* **Metin**:
"""
وَإِذْ قَالَ إِبْرَاهِيمُ رَبِّ أَرِنِي كَيْفَ تُحْيِي الْمَوْتَىٰ ۖ قَالَ أَوَلَمْ تُؤْمِن ۖ قَالَ بَلَىٰ وَلَٰكِن لِّيَطْمَئِنَّ قَلْبِي
Bakara Süresi, 260.
Tanrı bu ayette kendisi ile insan arasındaki ilişkinin nasıl, dolayısıyla hangi doğru-kabul-etme şekli üzerinden gerçekleşmesi gerektiğini açıkça ifade ediyor aslında. Ben kendi adıma şu kadarını söyleyebilirim ki, bu ayeti anladıktan sonra Tanrı ile olan ilişkimi aynısını anladıktan önce olduğu zeminden çok farklı bir zemine taşıdım. Önce doğru-kabul-etme derken ne demek istiyorum onu söylemem gerekir.
Söz konusu kavrama Jürgen Habermas‘ın Für-Wahr-Halten kavramını Türkçeye aktararak ulaştım. İnsan ilişkisel bir varlıktır, bu demek sürekli bir ilişki içerisindedir. Öncelikle kendisiyle, ardından diğer insanlarla ve sonrasında çevre, bu demek dünyayla ve en nihayetinde de öte, Metafizikle yani, dolayısıyla Tanrıyla bir ilişkisi vardır. Bu ilişkileri pratik ve teorik olarak iki farklı boyutta ele alabiliriz. Söz konusu pratik boyut, söz konusu ilişkide sergilediğimiz davranışları kapsar ve aynılarının, bu demek söz konusu davranışların altında aynı ilişki çerçevesinde geçerli olan teorik boyut yatar. Teorik boyutu bir ilk adımda haberdar-olma olarak verebiliriz en kısa şekliyle ve aynısını bir ikinci adımda bu haberdar-olma bağlamında haberdar olduğumuzdan haberdar olduğumuz kadarıyla emin olma, dolayısıyla aynısını doğru-kabul-etme kavramıyla tamamlayabiliriz. Bu demek önce haberdar oluruz, ardından haberdar olduğunuzun doğruluğunu belirleriz ve son noktada belirlediğimiz bu doğruları davranışlarımıza yansıtırız, dolayısıyla aynıları davranışlarımızı belirlerler.
"""
* **Seçilmiş liste**:
"""
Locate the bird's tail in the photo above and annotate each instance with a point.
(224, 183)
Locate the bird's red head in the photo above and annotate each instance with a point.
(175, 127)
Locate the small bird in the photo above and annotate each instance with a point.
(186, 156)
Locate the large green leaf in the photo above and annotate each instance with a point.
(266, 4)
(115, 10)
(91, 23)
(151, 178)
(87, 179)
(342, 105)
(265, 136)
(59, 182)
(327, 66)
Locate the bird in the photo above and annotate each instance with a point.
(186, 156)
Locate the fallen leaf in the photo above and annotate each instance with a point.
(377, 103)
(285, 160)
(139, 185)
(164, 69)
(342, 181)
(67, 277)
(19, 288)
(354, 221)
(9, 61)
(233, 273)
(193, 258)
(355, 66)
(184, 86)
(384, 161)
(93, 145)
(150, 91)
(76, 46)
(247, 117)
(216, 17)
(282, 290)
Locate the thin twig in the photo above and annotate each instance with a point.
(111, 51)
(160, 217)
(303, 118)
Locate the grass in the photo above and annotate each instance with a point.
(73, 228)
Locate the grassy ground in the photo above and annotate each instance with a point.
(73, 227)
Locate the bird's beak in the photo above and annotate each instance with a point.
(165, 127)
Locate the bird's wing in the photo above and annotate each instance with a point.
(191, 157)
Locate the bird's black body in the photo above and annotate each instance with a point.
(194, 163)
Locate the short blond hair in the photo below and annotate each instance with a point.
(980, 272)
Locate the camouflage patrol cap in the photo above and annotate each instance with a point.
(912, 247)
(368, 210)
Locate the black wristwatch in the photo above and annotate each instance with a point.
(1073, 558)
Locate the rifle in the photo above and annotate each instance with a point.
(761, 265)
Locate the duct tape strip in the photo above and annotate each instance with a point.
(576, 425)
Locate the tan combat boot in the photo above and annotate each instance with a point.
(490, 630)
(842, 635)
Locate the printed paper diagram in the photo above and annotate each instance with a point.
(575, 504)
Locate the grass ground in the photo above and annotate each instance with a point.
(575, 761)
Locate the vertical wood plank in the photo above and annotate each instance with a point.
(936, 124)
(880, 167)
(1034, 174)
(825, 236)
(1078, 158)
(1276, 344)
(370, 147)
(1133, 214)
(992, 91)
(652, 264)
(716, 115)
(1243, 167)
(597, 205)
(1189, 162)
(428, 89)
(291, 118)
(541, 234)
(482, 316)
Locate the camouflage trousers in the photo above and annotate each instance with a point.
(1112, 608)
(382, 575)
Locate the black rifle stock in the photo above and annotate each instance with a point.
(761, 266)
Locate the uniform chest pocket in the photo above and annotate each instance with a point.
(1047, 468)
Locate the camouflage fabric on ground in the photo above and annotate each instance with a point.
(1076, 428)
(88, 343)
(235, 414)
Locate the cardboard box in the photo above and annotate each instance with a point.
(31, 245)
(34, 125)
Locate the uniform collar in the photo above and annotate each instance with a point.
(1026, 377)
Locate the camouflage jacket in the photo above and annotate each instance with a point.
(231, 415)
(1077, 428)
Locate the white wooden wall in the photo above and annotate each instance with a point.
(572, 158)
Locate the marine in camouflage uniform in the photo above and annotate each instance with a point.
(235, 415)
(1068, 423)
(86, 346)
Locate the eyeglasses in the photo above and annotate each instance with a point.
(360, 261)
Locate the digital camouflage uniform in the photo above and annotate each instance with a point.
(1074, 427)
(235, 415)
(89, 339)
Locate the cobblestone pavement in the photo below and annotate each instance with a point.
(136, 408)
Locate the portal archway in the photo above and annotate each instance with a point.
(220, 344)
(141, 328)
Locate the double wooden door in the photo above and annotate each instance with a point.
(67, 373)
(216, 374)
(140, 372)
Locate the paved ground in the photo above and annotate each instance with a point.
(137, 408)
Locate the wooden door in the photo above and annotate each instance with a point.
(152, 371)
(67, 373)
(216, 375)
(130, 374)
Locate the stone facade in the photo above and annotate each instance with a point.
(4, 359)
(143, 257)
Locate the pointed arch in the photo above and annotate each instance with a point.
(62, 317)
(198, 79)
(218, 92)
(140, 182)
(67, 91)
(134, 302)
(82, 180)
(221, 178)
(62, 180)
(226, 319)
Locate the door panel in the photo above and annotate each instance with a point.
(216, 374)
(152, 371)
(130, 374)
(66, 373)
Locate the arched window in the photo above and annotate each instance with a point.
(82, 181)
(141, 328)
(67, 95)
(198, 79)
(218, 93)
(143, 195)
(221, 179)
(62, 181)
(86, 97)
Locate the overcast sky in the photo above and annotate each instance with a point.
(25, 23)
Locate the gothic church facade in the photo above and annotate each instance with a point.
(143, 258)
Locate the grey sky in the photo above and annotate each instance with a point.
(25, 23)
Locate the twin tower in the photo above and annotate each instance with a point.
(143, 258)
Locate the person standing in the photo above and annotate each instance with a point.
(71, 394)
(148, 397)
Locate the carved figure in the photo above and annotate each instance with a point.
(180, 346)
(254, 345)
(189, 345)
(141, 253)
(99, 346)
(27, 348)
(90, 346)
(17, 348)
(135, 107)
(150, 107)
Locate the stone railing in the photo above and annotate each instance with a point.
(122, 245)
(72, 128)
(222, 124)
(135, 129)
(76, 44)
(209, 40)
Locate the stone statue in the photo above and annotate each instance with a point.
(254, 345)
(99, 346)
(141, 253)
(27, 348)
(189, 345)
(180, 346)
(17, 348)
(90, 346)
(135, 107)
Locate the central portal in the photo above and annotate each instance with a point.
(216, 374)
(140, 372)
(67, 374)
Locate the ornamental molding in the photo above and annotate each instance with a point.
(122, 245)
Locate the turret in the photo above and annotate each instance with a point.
"""
* **İstek**:
Metindeki bilgilere dayanarak şu soruları yanıtlayın:
1. Alıntılanan ayet hangi sureden ve kaçıncı ayettir?
2. Yazar "doğru-kabul-etme" kavramına Jürgen Habermas'ın hangi kavramını Türkçeye aktararak ulaşmıştır?
3. İnsanın ilişkileri kaç farklı boyutta ele alınabilir ve bu boyutlar nelerdir?

* **Görevin çıktısı**:
1. Bakara Süresi, 260. ayet.
2. Für-Wahr-Halten kavramı.
3. İki boyutta: pratik ve teorik.